> SET EXERCISE:
Could you reproduce, character for character, the stretch of rows below from the line containing "Task: set a pin on each instance of the distant" through the line containing "point(461, 120)", both of those lines included?

> GIVEN RECORDS:
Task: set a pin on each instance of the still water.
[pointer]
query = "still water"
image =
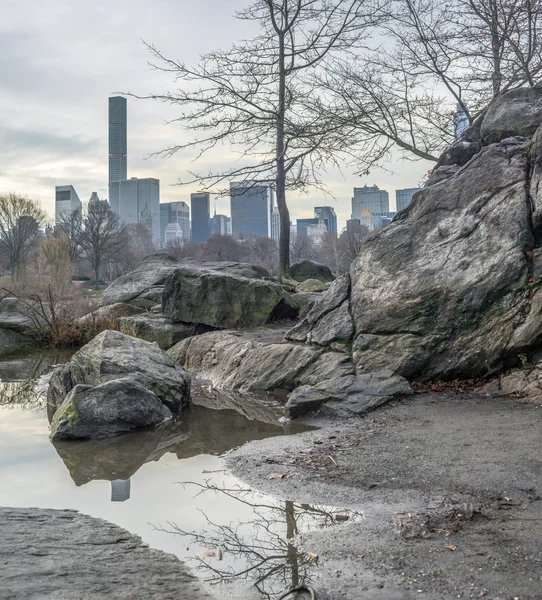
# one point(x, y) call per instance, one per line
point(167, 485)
--
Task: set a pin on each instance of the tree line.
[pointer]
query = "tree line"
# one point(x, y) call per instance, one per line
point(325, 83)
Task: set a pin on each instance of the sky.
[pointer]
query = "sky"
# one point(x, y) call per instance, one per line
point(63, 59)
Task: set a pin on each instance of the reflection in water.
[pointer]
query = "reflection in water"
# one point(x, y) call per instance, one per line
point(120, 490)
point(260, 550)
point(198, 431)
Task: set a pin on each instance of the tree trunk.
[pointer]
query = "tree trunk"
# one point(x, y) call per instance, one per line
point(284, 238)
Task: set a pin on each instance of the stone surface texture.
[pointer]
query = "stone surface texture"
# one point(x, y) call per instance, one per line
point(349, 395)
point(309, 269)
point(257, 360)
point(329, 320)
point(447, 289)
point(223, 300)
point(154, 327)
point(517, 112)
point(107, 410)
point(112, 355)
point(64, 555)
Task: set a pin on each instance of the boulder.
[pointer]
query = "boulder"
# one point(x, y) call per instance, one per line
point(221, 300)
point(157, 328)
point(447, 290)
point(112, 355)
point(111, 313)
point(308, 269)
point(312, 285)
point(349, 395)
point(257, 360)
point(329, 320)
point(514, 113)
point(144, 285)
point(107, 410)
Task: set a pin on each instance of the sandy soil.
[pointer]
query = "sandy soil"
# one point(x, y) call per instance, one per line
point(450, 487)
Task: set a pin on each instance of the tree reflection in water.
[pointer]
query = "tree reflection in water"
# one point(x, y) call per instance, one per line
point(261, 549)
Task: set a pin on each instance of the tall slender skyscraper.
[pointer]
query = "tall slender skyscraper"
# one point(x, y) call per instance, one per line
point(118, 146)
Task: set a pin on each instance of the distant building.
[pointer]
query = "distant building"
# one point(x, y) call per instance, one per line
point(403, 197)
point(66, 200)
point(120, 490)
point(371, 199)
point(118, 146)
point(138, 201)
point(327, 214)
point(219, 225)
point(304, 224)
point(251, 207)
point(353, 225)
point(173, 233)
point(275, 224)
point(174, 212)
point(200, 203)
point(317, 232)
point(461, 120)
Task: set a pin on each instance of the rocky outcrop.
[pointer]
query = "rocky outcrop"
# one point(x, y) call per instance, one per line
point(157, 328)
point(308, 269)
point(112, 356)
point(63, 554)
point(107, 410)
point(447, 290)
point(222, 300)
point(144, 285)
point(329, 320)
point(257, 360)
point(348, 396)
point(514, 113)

> TASK RESPONSE:
Task: set a pin on each instance of the distant building.
[pointer]
query = "distant building"
# one point(x, y) call per instance, one per line
point(403, 197)
point(66, 200)
point(120, 490)
point(371, 199)
point(118, 146)
point(138, 201)
point(327, 214)
point(219, 225)
point(304, 224)
point(251, 207)
point(353, 225)
point(173, 233)
point(275, 224)
point(174, 212)
point(200, 203)
point(317, 232)
point(461, 120)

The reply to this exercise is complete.